#### [What to produce]
Write out the entries below exactly, from the first line to the one with "[[135, 194]]", both ends included.

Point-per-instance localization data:
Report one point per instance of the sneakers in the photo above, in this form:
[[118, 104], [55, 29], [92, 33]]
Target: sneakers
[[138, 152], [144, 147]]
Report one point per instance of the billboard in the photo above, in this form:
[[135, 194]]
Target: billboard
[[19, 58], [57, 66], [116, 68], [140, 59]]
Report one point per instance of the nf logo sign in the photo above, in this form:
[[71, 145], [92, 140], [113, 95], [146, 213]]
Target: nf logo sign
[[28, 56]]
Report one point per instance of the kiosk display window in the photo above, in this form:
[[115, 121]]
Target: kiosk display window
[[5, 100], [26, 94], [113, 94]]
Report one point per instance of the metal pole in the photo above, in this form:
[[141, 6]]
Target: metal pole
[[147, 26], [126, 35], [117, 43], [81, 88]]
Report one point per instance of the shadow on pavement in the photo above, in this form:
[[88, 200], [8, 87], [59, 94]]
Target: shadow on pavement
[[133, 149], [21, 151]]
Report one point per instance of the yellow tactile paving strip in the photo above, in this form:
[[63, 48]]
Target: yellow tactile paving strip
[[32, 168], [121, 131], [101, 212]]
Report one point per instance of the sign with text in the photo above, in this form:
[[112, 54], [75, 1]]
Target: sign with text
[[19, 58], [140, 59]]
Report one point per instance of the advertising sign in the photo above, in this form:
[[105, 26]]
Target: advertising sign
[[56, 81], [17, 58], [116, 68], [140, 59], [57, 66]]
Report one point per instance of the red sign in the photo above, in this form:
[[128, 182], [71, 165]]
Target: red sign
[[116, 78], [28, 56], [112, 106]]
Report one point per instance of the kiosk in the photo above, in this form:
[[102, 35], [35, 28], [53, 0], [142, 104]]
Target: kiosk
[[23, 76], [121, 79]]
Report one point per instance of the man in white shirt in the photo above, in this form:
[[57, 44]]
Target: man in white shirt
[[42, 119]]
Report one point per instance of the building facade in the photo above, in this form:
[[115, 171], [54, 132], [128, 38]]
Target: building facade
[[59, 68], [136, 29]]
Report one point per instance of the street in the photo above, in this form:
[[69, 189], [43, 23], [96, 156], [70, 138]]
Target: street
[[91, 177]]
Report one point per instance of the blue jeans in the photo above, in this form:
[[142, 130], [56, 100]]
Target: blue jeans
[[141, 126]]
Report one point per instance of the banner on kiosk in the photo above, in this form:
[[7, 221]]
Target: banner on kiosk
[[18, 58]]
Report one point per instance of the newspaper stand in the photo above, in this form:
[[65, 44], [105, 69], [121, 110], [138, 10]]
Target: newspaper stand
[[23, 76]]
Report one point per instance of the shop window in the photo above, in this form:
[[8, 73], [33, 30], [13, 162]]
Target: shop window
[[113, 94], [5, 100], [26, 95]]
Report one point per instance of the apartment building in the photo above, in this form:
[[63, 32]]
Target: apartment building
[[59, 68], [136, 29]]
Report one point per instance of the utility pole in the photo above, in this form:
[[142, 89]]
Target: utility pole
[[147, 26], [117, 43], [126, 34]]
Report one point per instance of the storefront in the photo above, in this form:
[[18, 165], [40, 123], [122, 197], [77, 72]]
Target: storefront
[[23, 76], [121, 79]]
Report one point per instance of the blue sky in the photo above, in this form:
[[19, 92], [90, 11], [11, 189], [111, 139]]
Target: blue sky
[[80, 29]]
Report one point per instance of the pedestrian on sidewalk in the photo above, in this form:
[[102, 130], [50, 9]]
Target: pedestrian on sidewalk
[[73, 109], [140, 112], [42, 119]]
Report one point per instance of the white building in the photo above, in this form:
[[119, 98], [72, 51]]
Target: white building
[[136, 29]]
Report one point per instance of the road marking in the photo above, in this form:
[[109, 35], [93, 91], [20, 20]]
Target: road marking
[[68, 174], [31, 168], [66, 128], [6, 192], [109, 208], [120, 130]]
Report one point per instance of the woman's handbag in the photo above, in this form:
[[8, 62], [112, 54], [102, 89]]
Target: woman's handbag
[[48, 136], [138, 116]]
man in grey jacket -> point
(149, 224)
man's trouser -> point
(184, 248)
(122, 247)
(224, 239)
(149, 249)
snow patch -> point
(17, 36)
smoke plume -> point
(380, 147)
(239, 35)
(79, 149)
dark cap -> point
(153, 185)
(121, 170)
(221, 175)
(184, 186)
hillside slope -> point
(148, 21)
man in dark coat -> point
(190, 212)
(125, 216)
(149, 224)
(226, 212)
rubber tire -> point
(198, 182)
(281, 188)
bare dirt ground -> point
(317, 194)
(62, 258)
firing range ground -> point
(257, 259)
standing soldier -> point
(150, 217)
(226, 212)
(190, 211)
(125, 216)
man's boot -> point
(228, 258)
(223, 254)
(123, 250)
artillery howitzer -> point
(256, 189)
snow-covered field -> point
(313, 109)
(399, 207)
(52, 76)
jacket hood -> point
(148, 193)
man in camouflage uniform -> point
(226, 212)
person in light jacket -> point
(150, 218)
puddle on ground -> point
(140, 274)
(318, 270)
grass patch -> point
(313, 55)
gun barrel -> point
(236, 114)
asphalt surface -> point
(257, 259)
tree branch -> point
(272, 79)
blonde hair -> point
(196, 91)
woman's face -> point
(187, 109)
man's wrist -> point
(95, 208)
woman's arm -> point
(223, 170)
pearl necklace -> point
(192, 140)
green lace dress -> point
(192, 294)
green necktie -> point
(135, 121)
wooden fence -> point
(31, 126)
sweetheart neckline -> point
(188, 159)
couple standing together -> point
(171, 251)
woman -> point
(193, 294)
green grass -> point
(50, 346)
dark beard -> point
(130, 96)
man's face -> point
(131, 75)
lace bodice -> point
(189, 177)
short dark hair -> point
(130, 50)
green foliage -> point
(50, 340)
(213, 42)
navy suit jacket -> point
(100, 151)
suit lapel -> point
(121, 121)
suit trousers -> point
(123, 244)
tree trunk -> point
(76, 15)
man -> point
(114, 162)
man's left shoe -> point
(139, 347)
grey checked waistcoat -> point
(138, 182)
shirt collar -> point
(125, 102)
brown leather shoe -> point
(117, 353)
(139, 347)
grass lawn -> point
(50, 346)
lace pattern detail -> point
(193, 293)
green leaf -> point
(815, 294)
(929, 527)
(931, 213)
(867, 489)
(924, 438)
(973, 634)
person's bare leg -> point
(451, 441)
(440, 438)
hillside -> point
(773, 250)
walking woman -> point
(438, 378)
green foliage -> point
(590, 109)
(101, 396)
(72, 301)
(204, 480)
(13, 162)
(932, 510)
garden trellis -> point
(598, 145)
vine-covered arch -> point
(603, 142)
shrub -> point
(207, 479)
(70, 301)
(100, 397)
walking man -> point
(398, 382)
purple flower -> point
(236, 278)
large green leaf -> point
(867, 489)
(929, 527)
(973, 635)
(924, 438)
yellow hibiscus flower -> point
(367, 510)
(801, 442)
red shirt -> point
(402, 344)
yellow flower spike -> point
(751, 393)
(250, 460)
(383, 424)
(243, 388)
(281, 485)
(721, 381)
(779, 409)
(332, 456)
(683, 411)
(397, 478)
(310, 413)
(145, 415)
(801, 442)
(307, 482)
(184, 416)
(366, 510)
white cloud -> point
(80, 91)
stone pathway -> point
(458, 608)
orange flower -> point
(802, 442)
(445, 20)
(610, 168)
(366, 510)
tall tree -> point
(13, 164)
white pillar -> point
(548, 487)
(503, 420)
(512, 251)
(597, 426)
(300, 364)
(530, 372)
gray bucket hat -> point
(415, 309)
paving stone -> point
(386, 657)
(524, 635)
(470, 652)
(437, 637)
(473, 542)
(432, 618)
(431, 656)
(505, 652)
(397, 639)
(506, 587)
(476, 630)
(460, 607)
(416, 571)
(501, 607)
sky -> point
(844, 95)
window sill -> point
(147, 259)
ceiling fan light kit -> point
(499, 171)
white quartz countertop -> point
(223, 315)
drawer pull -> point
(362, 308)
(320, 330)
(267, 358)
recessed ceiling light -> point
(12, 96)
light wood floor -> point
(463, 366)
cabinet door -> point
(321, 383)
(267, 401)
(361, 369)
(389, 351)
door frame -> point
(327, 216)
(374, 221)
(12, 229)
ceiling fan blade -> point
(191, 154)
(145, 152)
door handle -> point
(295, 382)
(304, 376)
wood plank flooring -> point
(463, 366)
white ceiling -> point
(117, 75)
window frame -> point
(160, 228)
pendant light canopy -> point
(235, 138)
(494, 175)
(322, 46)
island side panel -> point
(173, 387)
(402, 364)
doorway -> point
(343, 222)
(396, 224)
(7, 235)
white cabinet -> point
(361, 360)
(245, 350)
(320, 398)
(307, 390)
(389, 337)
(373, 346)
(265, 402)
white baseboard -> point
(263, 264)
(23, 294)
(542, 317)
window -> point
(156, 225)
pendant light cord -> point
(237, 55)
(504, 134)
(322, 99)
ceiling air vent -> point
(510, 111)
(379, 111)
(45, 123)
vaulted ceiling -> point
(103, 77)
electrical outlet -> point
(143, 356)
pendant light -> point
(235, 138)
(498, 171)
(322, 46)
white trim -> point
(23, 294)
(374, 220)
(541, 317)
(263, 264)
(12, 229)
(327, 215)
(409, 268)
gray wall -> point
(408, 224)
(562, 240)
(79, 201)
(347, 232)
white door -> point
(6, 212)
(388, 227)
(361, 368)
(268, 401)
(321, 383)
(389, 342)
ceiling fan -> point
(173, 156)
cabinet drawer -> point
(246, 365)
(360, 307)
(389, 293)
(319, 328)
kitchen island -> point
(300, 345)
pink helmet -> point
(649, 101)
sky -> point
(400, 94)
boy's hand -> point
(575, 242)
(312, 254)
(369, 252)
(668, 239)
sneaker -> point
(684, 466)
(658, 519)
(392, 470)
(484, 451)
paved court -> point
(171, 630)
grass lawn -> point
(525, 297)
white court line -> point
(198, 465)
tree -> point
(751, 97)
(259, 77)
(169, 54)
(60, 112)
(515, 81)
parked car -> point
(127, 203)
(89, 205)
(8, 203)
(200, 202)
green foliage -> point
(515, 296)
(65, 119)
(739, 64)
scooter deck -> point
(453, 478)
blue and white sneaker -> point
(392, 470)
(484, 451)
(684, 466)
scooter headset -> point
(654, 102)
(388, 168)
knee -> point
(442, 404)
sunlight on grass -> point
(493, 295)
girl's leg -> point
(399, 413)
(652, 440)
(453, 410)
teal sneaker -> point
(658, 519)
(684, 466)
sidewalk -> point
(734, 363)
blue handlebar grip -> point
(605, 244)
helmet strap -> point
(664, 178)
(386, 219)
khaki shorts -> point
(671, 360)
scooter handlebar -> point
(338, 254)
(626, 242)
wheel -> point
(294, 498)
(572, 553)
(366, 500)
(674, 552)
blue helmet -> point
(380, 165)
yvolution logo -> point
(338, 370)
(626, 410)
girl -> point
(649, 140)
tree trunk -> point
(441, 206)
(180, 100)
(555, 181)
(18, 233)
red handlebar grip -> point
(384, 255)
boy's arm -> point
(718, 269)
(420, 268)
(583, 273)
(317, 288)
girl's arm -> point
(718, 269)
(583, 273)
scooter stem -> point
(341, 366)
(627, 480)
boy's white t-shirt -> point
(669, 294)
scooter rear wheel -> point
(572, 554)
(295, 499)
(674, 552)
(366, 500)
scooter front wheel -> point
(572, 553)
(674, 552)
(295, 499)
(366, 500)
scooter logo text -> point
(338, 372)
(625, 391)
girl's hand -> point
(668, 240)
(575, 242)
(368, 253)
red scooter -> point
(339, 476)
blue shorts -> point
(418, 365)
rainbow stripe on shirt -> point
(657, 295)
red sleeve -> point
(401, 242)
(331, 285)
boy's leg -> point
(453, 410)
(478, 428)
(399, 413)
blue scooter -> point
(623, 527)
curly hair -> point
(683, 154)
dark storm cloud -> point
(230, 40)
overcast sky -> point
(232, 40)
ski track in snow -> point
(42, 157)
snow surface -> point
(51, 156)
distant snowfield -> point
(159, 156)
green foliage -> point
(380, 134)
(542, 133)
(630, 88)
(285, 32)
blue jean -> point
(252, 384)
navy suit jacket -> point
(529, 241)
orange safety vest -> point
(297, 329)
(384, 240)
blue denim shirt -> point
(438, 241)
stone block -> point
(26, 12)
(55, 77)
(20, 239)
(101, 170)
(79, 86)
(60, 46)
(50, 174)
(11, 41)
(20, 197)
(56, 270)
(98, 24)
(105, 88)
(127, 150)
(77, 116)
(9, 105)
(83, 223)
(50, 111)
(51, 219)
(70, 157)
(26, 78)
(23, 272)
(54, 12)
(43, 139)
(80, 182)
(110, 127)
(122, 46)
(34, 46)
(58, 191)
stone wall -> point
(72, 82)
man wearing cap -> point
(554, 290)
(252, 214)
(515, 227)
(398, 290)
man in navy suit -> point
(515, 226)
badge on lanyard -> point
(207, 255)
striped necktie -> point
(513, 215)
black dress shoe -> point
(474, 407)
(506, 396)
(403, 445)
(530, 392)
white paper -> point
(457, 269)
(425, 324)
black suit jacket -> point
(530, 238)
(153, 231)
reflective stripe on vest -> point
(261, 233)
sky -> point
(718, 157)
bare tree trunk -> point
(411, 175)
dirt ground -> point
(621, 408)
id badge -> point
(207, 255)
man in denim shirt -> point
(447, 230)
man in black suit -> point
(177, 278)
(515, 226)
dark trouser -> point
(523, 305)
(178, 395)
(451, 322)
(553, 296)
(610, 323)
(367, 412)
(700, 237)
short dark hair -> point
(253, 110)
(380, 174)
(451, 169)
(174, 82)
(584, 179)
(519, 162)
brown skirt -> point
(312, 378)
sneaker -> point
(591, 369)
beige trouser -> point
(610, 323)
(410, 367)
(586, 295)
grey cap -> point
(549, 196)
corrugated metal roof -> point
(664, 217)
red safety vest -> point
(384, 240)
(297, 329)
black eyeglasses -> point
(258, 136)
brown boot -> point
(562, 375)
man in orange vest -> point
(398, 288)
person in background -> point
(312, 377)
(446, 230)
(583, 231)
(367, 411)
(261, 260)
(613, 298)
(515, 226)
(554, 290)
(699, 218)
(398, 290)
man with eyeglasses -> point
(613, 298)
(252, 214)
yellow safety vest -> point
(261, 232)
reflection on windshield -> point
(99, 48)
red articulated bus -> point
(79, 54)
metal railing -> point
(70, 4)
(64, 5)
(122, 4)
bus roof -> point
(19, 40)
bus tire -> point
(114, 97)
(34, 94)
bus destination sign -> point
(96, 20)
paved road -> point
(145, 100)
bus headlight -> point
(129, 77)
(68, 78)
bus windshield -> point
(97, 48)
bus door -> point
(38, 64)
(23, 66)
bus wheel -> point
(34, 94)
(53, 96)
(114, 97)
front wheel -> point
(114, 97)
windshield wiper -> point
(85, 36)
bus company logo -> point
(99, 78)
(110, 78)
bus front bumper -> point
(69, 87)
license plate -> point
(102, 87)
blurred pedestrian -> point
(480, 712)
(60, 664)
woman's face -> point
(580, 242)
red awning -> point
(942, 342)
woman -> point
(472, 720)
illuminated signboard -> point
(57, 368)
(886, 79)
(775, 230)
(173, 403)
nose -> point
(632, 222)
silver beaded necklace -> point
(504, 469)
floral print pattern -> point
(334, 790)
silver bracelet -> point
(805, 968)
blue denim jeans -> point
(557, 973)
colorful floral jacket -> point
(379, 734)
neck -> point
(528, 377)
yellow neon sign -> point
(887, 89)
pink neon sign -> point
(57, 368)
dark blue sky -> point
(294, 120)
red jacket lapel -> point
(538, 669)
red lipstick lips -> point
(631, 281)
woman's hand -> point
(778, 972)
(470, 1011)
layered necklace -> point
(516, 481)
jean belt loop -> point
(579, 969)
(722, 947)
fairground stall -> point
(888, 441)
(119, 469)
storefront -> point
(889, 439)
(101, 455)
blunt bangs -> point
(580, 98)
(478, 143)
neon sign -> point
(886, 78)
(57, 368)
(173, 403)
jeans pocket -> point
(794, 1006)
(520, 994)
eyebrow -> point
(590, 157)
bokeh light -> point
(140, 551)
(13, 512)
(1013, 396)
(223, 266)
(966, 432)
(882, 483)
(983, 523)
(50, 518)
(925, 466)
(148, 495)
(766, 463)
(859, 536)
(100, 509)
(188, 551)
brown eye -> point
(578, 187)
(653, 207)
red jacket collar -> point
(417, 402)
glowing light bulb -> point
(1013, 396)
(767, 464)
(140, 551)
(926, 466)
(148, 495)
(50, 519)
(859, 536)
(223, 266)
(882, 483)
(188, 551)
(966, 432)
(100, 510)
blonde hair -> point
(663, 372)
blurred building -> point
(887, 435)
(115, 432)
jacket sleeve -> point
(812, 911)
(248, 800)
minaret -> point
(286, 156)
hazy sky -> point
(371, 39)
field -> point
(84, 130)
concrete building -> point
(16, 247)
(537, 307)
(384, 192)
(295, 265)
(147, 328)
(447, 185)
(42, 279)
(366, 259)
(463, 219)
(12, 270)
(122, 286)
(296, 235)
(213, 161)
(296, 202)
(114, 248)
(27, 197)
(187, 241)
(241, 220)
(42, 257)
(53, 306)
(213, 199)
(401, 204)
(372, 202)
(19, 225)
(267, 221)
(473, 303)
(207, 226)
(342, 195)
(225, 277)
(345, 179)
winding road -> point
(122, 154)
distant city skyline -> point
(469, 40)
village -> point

#### [Written reply]
Report one point per instance of the sneakers in the photo above, in this form:
[[118, 104], [55, 29], [92, 33]]
Target: sneakers
[[138, 152], [144, 147]]
Report one point per instance of the billboard in the photo above, in this form:
[[135, 194]]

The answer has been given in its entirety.